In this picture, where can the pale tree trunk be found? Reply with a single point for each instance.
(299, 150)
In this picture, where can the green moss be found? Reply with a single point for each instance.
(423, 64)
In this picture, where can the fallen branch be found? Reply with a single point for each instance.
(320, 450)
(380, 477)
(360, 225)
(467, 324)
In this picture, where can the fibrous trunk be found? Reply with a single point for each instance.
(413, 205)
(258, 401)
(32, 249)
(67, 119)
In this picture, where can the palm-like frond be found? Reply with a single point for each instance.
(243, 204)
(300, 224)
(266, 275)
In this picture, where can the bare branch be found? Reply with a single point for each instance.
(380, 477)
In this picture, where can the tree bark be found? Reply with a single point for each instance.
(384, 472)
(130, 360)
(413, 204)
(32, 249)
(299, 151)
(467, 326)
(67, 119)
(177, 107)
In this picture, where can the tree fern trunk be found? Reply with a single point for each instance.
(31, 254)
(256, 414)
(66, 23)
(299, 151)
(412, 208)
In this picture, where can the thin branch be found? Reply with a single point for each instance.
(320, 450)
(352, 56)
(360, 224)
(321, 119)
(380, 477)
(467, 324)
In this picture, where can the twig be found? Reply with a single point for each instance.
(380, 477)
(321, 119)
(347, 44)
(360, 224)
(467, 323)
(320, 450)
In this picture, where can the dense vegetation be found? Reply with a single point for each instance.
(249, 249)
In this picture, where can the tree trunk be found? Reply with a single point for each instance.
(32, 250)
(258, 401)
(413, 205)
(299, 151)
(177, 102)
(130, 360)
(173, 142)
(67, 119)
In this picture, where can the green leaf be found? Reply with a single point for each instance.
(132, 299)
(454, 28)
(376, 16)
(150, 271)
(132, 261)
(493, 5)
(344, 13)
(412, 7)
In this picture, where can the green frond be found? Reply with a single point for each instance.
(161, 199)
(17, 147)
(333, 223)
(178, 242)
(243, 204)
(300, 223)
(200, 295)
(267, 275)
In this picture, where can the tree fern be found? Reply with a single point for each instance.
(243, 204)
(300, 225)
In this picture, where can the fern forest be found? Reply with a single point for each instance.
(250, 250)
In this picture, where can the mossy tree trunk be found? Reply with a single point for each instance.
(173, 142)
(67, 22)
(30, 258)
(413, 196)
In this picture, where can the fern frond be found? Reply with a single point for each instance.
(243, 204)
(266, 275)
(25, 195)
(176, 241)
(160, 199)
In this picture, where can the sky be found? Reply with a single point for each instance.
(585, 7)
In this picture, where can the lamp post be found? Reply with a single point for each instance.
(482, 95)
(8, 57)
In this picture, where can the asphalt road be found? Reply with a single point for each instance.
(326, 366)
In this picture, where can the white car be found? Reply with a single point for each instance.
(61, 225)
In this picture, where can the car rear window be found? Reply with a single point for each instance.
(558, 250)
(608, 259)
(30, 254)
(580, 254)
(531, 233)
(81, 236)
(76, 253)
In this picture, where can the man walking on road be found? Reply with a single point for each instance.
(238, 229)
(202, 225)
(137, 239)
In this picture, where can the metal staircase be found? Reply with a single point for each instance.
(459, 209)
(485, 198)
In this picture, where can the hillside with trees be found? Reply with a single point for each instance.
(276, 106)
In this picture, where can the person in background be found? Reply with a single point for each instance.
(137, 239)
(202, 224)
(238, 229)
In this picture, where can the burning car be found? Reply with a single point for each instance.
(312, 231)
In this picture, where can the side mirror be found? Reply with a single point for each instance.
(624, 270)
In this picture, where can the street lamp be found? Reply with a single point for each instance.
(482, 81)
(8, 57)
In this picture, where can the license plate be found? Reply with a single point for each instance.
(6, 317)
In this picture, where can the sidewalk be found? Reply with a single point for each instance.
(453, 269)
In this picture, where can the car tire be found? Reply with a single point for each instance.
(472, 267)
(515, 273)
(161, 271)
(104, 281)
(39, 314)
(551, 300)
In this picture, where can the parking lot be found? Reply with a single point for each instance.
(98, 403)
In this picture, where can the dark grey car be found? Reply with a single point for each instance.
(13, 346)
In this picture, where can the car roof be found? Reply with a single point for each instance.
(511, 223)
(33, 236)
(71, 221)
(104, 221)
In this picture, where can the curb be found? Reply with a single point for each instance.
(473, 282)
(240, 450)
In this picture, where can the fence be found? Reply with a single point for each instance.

# # # # #

-- DIRECTIVE --
Edit the rows starting at the line containing "In this picture, where can the street" and ending at the last line of the rows, replacing "sidewalk" with "pavement" and keeping everything else unchanged.

-- SOLVED PROBLEM --
In this picture, where can the street lamp be found? Reply with a single point for each instance.
(482, 81)
(8, 57)
In this picture, where can the license plate be found? Reply with a single point for each instance.
(6, 317)
In this picture, where can the pavement be found? Reply with a single point for each instance.
(453, 269)
In this picture, where can the car tire be found? Reply with a single point for each instance.
(472, 267)
(515, 273)
(161, 271)
(104, 281)
(39, 314)
(551, 300)
In this picture, where can the parking lot be found? Reply with a single point for each instance.
(98, 403)
In this picture, where can the dark grey car be found? Reply with a single point for each instance.
(13, 346)
In this picture, where can the car roof be found? Reply with a single point for each instance.
(511, 223)
(33, 236)
(71, 221)
(104, 221)
In this picture, where can the curb be found? Reply with a single point for each instance.
(473, 282)
(240, 450)
In this picture, where can the fence be found? Reply with a single point for each instance.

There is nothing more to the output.